# Excerpted text:
The death of Justice Antonin Scalia left many Supreme Court decisions up in the air.

In particular, a set of decisions on redistricting could lead to a sea change in election laws and leave Democrats breathing easier.

Currently, states can draw election districts to benefit the party in power and face limited consequences.

A series of major redistricting cases the court is set to decide before the end of June could result in outcomes more favorable to Democrats and voting rights advocates.

In Arizona, Republicans challenged districts drawn by the state's independent redistricting commission.

In Virginia, a lower court ruled that the GOP unconstitutionally gerrymandered districts to dilute the voting strength of African-Americans.

In Texas, Republican plaintiffs want to upend current redistricting practices, in which state legislative districts are drawn according to population, and instead require state legislatures to draw districts based on the number of eligible voters in each district.

A ruling in their favor would shift political power from Democratic-leaning urban centers to rural, Republican-leaning areas, but voting rights experts are optimistic that the court will decide to preserve the status quo.

In 2004, the court split on the question of whether Republicans in Pennsylvania drew district maps that were unconstitutional.

Four conservatives -- Justices William Rehnquist, Sandra Day O’Connor, Clarence Thomas and Scalia -- ruled that there were no standards enabling the court to decide partisan gerrymandering claims.

Anthony Kennedy, the court’s current swing vote, didn’t foreclose the possibility that such standards could be delineated in the future.

The court's four more liberal justice said they would police partisan gerrymandering and laid out standards for how they would do that.

Only one of the justices who opposed scrutinizing partisan gerrymandering remains on the court today, giving voting rights advocates hope that, if the court revisits the issue, it could decide it does have the power to intervene to correct overly partisan districts.

If Obama overcomes Republican opposition in the Senate and gets it to confirm a replacement for Scalia, or if Democrats retake the Senate and keep the White House in November’s general election, partisan gerrymandering could come under more judicial scrutiny.

In that case, states would have more of an incentive to de-politicize their redistricting processes and draw more competitive districts.

If gerrymandering continues unabated, Democrats will struggle to retake the House.

In 2012, for instance, Democratic House candidates received nearly 1.4 million more votes than GOP candidates, yet Republicans maintained their disproportionate majority in the chamber, due in part to favorable district boundaries drawn by their counterparts in state legislatures.

There’s no sign that this trend will change absent intervention from the Supreme Court.

# Required actions:
(1) Extract the passage of the redistricting article from "If Obama overcomes" to "more judicial scrutiny.".
(2) Name every U.S. state mentioned in the redistricting article.
The data comes from a separate source and has no connection to the redistricting article.

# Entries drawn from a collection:

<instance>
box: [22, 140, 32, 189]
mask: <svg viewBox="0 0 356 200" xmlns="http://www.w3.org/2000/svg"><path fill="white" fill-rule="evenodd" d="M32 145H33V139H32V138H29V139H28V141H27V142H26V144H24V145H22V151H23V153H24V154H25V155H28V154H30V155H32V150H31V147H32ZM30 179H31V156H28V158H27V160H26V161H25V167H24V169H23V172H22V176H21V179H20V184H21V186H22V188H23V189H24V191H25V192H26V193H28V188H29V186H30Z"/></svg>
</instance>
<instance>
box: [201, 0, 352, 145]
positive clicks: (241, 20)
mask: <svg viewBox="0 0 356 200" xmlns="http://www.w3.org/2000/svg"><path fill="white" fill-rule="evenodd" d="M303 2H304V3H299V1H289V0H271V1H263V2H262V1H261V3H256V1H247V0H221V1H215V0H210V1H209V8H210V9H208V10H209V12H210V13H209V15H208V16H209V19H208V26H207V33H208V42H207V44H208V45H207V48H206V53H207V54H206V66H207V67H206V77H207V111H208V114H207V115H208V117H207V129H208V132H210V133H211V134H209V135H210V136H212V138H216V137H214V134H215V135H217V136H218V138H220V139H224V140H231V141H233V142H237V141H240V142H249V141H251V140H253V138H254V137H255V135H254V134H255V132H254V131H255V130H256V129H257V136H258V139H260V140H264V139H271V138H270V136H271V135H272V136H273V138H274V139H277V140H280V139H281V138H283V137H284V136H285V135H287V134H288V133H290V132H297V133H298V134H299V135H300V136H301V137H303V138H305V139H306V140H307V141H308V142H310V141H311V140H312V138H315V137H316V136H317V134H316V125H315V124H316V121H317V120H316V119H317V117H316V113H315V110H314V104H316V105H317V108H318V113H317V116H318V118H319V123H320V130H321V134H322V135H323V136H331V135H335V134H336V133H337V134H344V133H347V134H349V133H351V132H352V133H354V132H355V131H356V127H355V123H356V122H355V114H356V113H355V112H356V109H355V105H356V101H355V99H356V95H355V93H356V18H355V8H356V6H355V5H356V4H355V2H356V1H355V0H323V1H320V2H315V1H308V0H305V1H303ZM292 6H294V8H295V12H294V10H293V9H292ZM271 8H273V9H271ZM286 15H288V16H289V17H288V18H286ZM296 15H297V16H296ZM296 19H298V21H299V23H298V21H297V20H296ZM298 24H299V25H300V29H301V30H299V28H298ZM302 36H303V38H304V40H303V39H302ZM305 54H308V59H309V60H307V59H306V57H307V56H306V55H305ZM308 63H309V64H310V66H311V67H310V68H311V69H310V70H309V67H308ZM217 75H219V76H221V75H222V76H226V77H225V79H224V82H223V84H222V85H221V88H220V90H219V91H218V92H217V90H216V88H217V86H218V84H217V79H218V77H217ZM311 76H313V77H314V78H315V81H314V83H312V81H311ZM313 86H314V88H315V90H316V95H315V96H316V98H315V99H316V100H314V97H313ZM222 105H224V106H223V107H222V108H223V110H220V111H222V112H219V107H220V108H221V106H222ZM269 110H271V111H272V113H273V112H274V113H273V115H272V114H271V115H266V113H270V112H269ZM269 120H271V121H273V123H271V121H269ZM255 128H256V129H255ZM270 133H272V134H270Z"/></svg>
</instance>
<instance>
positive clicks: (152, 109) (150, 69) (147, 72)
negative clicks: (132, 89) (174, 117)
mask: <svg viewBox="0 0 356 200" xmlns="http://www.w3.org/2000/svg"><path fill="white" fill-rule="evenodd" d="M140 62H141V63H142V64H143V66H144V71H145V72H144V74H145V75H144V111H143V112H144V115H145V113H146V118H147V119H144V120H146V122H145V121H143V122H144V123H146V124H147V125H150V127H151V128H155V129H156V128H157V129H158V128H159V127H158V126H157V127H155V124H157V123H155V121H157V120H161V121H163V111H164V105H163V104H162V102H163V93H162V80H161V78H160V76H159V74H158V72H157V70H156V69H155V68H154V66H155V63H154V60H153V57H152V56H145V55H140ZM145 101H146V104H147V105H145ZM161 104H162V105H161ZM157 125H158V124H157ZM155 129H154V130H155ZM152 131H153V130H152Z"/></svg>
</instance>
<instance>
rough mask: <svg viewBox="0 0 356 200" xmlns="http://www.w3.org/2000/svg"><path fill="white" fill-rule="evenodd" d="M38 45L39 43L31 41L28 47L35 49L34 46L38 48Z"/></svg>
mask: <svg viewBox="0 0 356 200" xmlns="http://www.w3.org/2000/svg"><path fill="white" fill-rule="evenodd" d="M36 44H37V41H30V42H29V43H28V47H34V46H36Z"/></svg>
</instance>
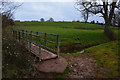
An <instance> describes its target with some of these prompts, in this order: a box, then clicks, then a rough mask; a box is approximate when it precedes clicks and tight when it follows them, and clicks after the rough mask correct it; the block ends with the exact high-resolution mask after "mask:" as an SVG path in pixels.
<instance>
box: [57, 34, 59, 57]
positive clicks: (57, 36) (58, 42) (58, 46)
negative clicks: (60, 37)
mask: <svg viewBox="0 0 120 80" xmlns="http://www.w3.org/2000/svg"><path fill="white" fill-rule="evenodd" d="M59 46H60V43H59V35H57V56H58V57H59V51H60V50H59Z"/></svg>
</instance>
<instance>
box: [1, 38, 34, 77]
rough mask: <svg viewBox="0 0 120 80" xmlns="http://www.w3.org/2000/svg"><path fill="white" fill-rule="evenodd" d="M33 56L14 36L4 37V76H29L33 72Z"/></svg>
mask: <svg viewBox="0 0 120 80" xmlns="http://www.w3.org/2000/svg"><path fill="white" fill-rule="evenodd" d="M32 60H33V57H31V56H30V52H28V51H27V50H26V49H25V46H22V45H20V44H19V43H17V42H16V41H15V40H14V39H13V38H8V37H5V36H3V38H2V74H3V78H27V77H30V75H31V73H32V64H33V61H32Z"/></svg>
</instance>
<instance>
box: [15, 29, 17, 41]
mask: <svg viewBox="0 0 120 80" xmlns="http://www.w3.org/2000/svg"><path fill="white" fill-rule="evenodd" d="M15 37H16V40H17V30H16V31H15Z"/></svg>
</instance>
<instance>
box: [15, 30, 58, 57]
mask: <svg viewBox="0 0 120 80" xmlns="http://www.w3.org/2000/svg"><path fill="white" fill-rule="evenodd" d="M41 34H42V37H41ZM49 35H52V36H54V37H55V38H56V42H55V41H51V40H48V39H47V36H49ZM13 36H14V37H15V38H16V39H17V40H18V41H21V42H22V43H24V44H25V45H26V43H29V49H30V50H31V43H33V44H35V45H36V46H39V54H41V47H42V48H44V49H46V50H49V51H51V52H53V53H56V54H57V56H59V46H60V42H59V35H57V34H51V33H44V32H37V31H29V30H13ZM43 36H44V37H43ZM43 43H44V44H43ZM47 43H51V44H55V46H56V49H53V48H51V47H48V45H47Z"/></svg>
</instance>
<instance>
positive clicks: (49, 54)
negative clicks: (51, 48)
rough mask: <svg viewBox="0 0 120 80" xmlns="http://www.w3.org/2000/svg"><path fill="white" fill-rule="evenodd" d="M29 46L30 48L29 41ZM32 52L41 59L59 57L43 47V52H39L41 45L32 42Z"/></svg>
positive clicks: (31, 49)
mask: <svg viewBox="0 0 120 80" xmlns="http://www.w3.org/2000/svg"><path fill="white" fill-rule="evenodd" d="M27 48H28V50H30V49H29V43H27ZM31 52H32V53H33V54H34V55H36V56H37V57H39V58H40V59H41V60H49V59H54V58H57V55H56V54H54V53H52V52H50V51H47V50H45V49H43V48H41V54H39V47H38V46H36V45H35V44H33V43H31Z"/></svg>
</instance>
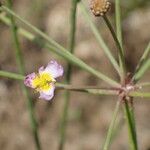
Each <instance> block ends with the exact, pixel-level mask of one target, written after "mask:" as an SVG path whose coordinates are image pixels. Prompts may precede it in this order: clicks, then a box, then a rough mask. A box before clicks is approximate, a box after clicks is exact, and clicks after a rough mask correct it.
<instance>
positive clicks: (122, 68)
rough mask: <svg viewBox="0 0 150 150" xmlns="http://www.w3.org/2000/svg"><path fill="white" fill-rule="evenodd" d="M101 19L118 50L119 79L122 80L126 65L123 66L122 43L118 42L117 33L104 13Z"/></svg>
mask: <svg viewBox="0 0 150 150" xmlns="http://www.w3.org/2000/svg"><path fill="white" fill-rule="evenodd" d="M103 19H104V21H105V23H106V25H107V27H108V28H109V30H110V32H111V34H112V37H113V39H114V41H115V43H116V46H117V48H118V51H119V57H120V65H121V66H122V67H121V69H122V70H121V71H122V74H121V80H122V81H123V79H124V77H125V70H126V66H125V57H124V54H123V47H122V45H121V44H120V43H119V40H118V38H117V35H116V33H115V31H114V29H113V27H112V25H111V23H110V21H109V19H108V18H107V16H106V15H104V16H103Z"/></svg>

# Solutions:
(1)
If Obama overcomes Republican opposition in the Senate and gets it to confirm a replacement for Scalia, or if Democrats retake the Senate and keep the White House in November’s general election, partisan gerrymandering could come under more judicial scrutiny.

(2) Arizona, Virginia, Texas, Pennsylvania